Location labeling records

····················

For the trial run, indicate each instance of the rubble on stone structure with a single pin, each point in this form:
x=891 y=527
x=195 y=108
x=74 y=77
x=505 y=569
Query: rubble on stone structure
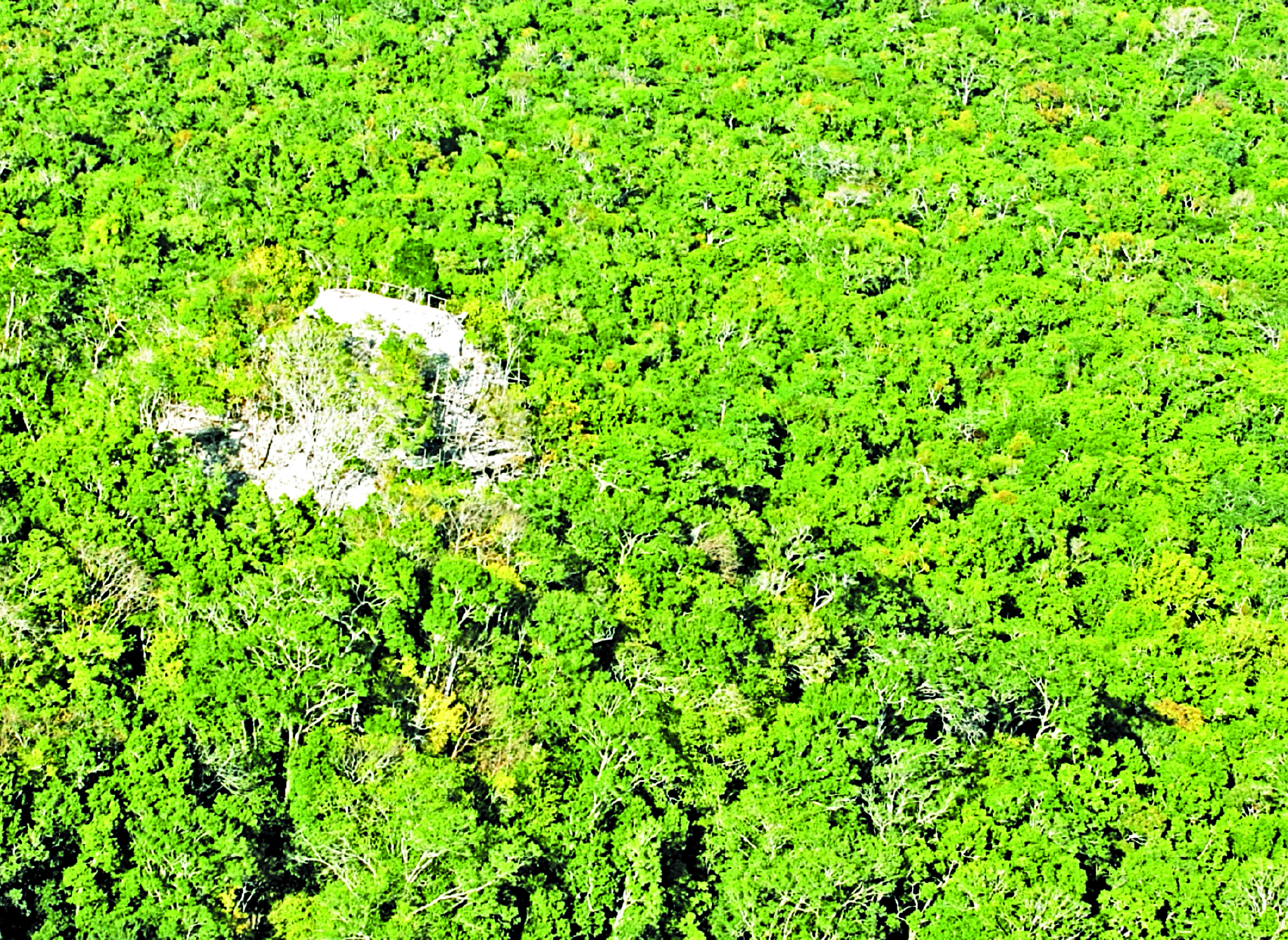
x=338 y=453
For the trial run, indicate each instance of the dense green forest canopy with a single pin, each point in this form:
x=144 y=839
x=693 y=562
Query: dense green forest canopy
x=902 y=553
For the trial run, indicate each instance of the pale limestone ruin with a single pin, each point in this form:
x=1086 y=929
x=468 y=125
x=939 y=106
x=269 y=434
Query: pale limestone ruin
x=337 y=453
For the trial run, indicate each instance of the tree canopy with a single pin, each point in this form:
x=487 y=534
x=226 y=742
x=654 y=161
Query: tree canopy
x=902 y=549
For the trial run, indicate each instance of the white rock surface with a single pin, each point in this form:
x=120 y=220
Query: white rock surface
x=444 y=332
x=291 y=459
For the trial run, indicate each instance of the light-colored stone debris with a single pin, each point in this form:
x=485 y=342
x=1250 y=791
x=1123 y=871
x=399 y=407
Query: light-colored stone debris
x=335 y=455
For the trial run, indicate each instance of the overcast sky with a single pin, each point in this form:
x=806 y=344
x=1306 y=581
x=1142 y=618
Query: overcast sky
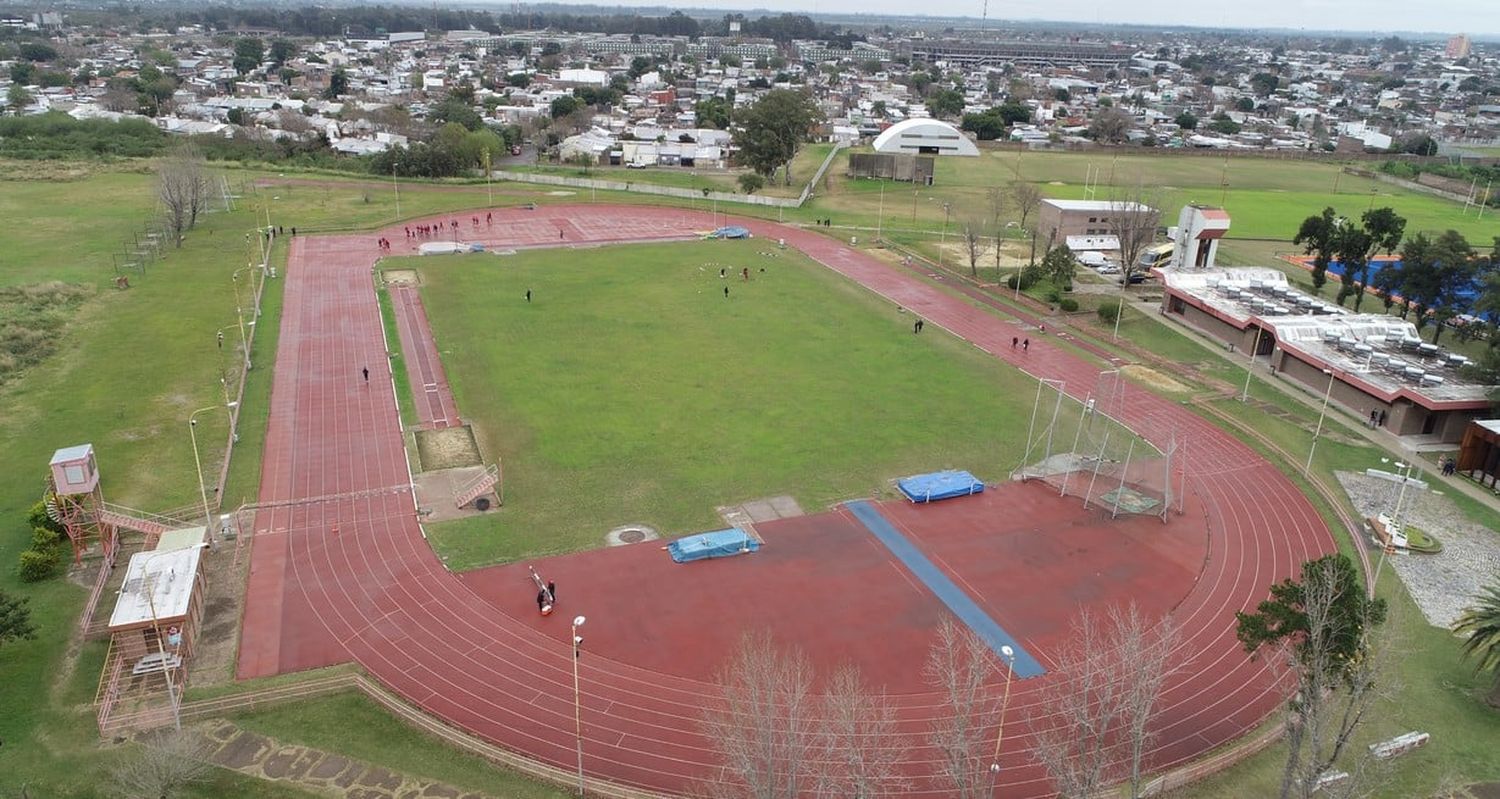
x=1473 y=17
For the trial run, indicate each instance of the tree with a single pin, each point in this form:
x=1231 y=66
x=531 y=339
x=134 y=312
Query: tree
x=945 y=102
x=164 y=766
x=713 y=113
x=1383 y=230
x=338 y=84
x=1479 y=625
x=248 y=54
x=15 y=619
x=974 y=242
x=1059 y=266
x=1133 y=221
x=858 y=748
x=453 y=110
x=759 y=724
x=564 y=105
x=18 y=98
x=1026 y=198
x=1325 y=628
x=773 y=129
x=1110 y=126
x=282 y=50
x=959 y=667
x=182 y=186
x=986 y=126
x=1319 y=237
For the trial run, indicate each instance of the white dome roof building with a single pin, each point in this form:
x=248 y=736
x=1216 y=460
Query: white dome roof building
x=924 y=137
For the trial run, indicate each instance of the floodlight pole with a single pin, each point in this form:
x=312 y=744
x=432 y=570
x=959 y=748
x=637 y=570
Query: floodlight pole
x=1008 y=655
x=1307 y=469
x=578 y=712
x=942 y=242
x=192 y=432
x=1244 y=396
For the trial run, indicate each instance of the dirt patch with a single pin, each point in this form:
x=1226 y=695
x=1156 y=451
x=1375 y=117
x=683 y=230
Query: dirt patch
x=438 y=490
x=1152 y=378
x=225 y=570
x=401 y=278
x=447 y=448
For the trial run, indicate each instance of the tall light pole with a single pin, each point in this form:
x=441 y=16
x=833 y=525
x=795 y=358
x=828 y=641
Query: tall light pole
x=1244 y=396
x=1008 y=655
x=1322 y=414
x=197 y=460
x=1404 y=472
x=578 y=708
x=942 y=242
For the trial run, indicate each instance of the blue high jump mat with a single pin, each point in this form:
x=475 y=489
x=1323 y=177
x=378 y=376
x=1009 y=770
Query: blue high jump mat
x=945 y=589
x=933 y=486
x=722 y=543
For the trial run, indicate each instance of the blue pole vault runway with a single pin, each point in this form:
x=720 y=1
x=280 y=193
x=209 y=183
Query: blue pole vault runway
x=945 y=589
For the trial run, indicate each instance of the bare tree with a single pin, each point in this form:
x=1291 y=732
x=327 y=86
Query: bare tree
x=162 y=766
x=761 y=726
x=960 y=667
x=858 y=750
x=1133 y=219
x=1145 y=663
x=1107 y=682
x=182 y=185
x=1077 y=733
x=1331 y=700
x=1026 y=200
x=999 y=203
x=1325 y=627
x=974 y=242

····················

Output all of the lines above exactly as they are, leaving out the pictures.

For the trial run, indicate each instance of the rubble on stone structure with a single pin, each point in this form:
x=891 y=527
x=195 y=108
x=74 y=77
x=505 y=569
Query: rubble on stone structure
x=338 y=453
For the trial run, indicate each instance of the dense green forest canopy with a single pin, each point in this form:
x=144 y=839
x=693 y=562
Query: dense green forest canopy
x=902 y=553
For the trial run, indicate each instance of the pale limestone ruin with a single pin, each point in this form:
x=1086 y=929
x=468 y=125
x=939 y=106
x=269 y=434
Query: pale limestone ruin
x=337 y=453
For the trial run, indicate each instance of the tree canopy with a single pin, each point in this form:
x=487 y=534
x=226 y=742
x=654 y=161
Query: tree canopy
x=902 y=549
For the trial run, indicate each instance of the white rock surface with a single pin, each point in this form:
x=120 y=220
Query: white rock surface
x=444 y=332
x=291 y=459
For the trial run, indicate each instance of the light-colored stone debris with a single pin, each point in this form:
x=485 y=342
x=1250 y=791
x=1123 y=871
x=399 y=407
Query: light-colored stone debris
x=335 y=455
For the trial run, indicate each instance of the overcast sky with a single pin, each point in this form:
x=806 y=344
x=1306 y=581
x=1142 y=618
Query: overcast sky
x=1473 y=17
For the trial run, indicate each instance of the tree with a single pin, each point in this form:
x=1231 y=66
x=531 y=339
x=134 y=312
Query: tree
x=945 y=102
x=164 y=766
x=713 y=113
x=1383 y=230
x=338 y=84
x=1479 y=625
x=248 y=54
x=15 y=619
x=974 y=242
x=1059 y=266
x=1133 y=221
x=858 y=748
x=453 y=110
x=759 y=724
x=564 y=105
x=18 y=98
x=1026 y=198
x=1325 y=628
x=773 y=129
x=1110 y=126
x=282 y=50
x=959 y=667
x=182 y=186
x=986 y=126
x=1319 y=237
For the trial run, indicate each instance of the white dome roof building with a single pin, each point in this form:
x=248 y=736
x=1216 y=460
Query: white dome roof building
x=924 y=137
For the trial run, indicate each instance of the floodlight pole with a single pin, each point in this form:
x=312 y=744
x=432 y=570
x=959 y=748
x=637 y=570
Query: floodlight pole
x=1008 y=655
x=1307 y=469
x=578 y=712
x=942 y=242
x=192 y=432
x=1244 y=396
For the trial run, indicate each instance of the dirt patch with a single pin, each point in this form:
x=1226 y=695
x=1156 y=451
x=1375 y=117
x=683 y=230
Query: dirt patch
x=438 y=490
x=1152 y=378
x=225 y=570
x=401 y=278
x=447 y=448
For the trial run, indicate each instance of the tall light pole with a single pin, each point in this form:
x=441 y=16
x=833 y=525
x=795 y=358
x=828 y=641
Query: tall light pole
x=1244 y=396
x=1008 y=655
x=1322 y=414
x=197 y=460
x=1404 y=472
x=578 y=708
x=942 y=242
For the trial run, indicate each instance of the blue high jump mat with a single pin, each point in this form:
x=475 y=489
x=1323 y=177
x=378 y=376
x=1009 y=770
Query: blue high jump mat
x=945 y=589
x=933 y=486
x=722 y=543
For the trial run, indicate each instance of the blue pole vault runway with a single pin, each point in this form:
x=720 y=1
x=280 y=193
x=209 y=183
Query: blue pole vault runway
x=945 y=589
For the trial run, indicate each instance of the bare tree with a single pin, each point in this form:
x=1291 y=732
x=327 y=86
Query: bare tree
x=162 y=766
x=761 y=726
x=960 y=667
x=858 y=750
x=1133 y=219
x=1145 y=663
x=1107 y=682
x=182 y=185
x=1077 y=733
x=1331 y=700
x=1026 y=200
x=999 y=203
x=1325 y=627
x=974 y=242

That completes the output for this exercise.